◆ EXERCÍCIOS PROPOSTOS ◆
1 > Diga se cada afirmação abaixo está de acordo com o relato sobre a microárea, respondendo sim ou não e citando as palavras do texto que decidem a resposta.
(a) As meninas evitavam retirar o preservativo no posto por causa da assinatura de um formulário.
(b) O caso de HIV/Aids na microárea foi diagnosticado em 2015.
(c) O bebê da jovem diagnosticada com HIV/Aids é hoje uma criança saudável.
2 > Dê continuidade ao relato sobre a microárea a partir da última frase apresentada.

◆ TEXTO PARA LEITURA ◆
____

Com o tempo, fui ganhando a confiança dessas pessoas”

Mas mesmo tendo acesso a essas informações, muitas meninas se recusavam a pegar o preservativo e o anticoncepcional gratuito no posto porque para isso precisavam assinar um formulário. Elas não queriam que familiares e conhecidos soubessem sobre sua vida sexual e envolvimento na prostituição e temiam que ao ir ao posto e assinar um documento, esse fato chegasse aos ouvidos dessas pessoas. Por outro lado, esse controle do posto era necessário porque tínhamos que prestar contas do material utilizado. Pensei que precisava resolver esse impasse de alguma forma. Decidi pegar eu mesma o preservativo e o anticoncepcional, assinar o formulário, e distribuir de maneira discreta às mulheres nos locais de prostituição de minha microárea. Com isso, elas não precisavam retirar o preservativo e o anticoncepcional no posto e passaram a ter acesso a esses recursos.

Outro público eram as mulheres que tinham parceiros fixos que se recusavam a usar o preservativo. Principalmente em relação a essas mulheres, passei a conversar de maneira ainda mais firme sobre a necessidade da consulta com o médico ginecologista e realização do exame Papanicolau. Com o tempo, fui ganhando a confiança dessas pessoas. Essas mulheres sabiam que podiam contar comigo.

Todo esse trabalho de conscientização foi difícil, mas valeu muito a pena”

Em 2013, foi diagnosticado um caso de HIV/Aids em minha microárea. Era uma mulher jovem que estava em sua terceira gravidez e descobriu a doença durante a gestação. Sua mãe tinha um restaurante, que também era ponto de prostituição, com quartinhos utilizados para isso. A filha era uma das meninas que atuavam nesses quartinhos. Eu fiquei sabendo da situação dela porque a orientei a fazer exames na gestação. Quando os resultados chegaram, ela pediu para eu abrir e ler e lá estava positivo para HIV/Aids. Ela teve acompanhamento, o bebê nasceu e hoje é uma criança saudável. A mãe, no entanto, veio a óbito tempos depois. Esse caso acabou repercutindo na cidade e todos ficaram assustados.

____

◆ DADOS DISPONÍVEIS ◆
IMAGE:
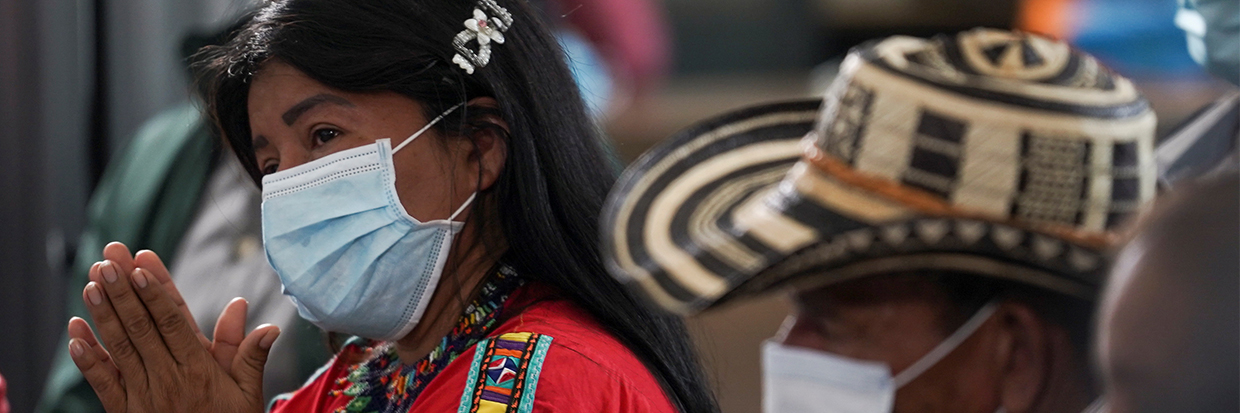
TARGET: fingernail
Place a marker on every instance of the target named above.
(140, 278)
(92, 292)
(109, 272)
(268, 339)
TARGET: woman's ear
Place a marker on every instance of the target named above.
(490, 144)
(1023, 356)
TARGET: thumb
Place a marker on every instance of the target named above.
(247, 367)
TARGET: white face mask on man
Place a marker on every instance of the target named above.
(797, 380)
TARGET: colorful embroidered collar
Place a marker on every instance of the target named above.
(383, 385)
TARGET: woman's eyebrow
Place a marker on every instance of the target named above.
(304, 106)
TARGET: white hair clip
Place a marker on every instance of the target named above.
(485, 29)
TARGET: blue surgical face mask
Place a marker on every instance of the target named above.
(349, 254)
(1213, 30)
(797, 380)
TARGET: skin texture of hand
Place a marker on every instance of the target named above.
(150, 356)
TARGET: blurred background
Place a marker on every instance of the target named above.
(79, 77)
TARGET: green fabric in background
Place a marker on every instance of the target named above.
(146, 200)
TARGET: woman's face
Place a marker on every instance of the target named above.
(295, 119)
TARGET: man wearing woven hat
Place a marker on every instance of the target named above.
(940, 225)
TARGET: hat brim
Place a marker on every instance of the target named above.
(668, 202)
(727, 208)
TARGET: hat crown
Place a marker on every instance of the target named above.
(1006, 125)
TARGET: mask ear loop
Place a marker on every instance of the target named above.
(416, 134)
(470, 200)
(433, 122)
(947, 345)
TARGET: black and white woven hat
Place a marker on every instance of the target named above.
(995, 153)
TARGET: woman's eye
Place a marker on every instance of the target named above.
(325, 134)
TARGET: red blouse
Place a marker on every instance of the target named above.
(549, 356)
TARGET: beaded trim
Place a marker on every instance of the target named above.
(383, 385)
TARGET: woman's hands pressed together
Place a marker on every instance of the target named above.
(150, 356)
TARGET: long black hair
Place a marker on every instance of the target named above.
(557, 174)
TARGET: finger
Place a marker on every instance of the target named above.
(174, 329)
(103, 378)
(119, 254)
(112, 334)
(252, 357)
(138, 323)
(79, 329)
(230, 333)
(150, 261)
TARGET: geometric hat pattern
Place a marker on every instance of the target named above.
(993, 153)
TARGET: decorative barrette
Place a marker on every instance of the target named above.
(485, 29)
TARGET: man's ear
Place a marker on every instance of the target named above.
(490, 144)
(1022, 356)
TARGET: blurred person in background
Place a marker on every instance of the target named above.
(1168, 334)
(1208, 143)
(358, 117)
(618, 50)
(174, 190)
(941, 227)
(4, 396)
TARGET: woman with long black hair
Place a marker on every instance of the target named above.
(430, 186)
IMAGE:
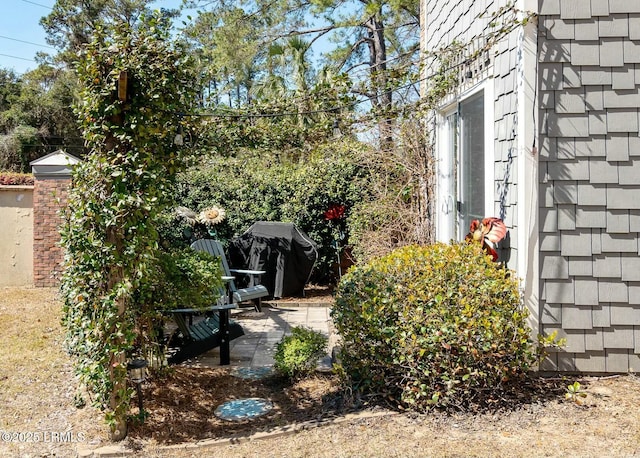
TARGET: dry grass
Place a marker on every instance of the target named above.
(37, 388)
(37, 385)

____

◆ RESPOSTAS ◆
1 >
(a) Sim: "porque para isso precisavam assinar um formulário"
(b) Não: "Em 2013, foi diagnosticado um caso de HIV/Aids em minha microárea."
(c) Sim: "o bebê nasceu e hoje é uma criança saudável"

2 >
Todo esse trabalho de conscientização foi difícil, mas valeu muito a pena. O cenário em Cocal de Telha foi mudando e hoje está completamente diferente. Atualmente, as pessoas não têm vergonha de pegar preservativo e anticoncepcional no posto. As mulheres sabem da importância e fazem o Papanicolau. A maioria das gravidezes é planejada. Quanto à prostituição, conseguimos afastar as adolescentes, em alguns casos, com a possibilidade de penalização dos pais. Temos o Conselho Tutelar como parceiro atuante, o que nos ajudou muito.

Para mim, ser ACS é ter um olhar clínico em relação a comunidade”

Outro trabalho foi o do combate à desnutrição de crianças. Comecei com o caso de uma criança desnutrida, com mãe alcoólatra e família desestruturada. Eu queria achar uma solução para essa criança e descobri que tínhamos outros casos. Em 2006 eram nove casos de desnutrição em nossa cidade. Iniciei um trabalho de conscientização e engajamento das mães, busquei apoio da Secretaria Municipal da Saúde, que cedeu insumos para que pudéssemos nutrir as crianças, e da Igreja local que cedeu o salão paroquial para as reuniões com as mães. Também pesávamos as crianças periodicamente para ver sua evolução e conseguimos tirar todas da situação de desnutrição.

Mais recentemente, na pandemia da Covid-19, tivemos no início 23 casos em Cacoal da Telha. Em 2020 e 2021, fiquei responsável pelas barreiras sanitárias e educativas. Atuei no controle das pessoas que entravam e saiam da cidade e na conscientização sobre as formas de contágio, vacinação, uso correto de máscaras, entre outros temas.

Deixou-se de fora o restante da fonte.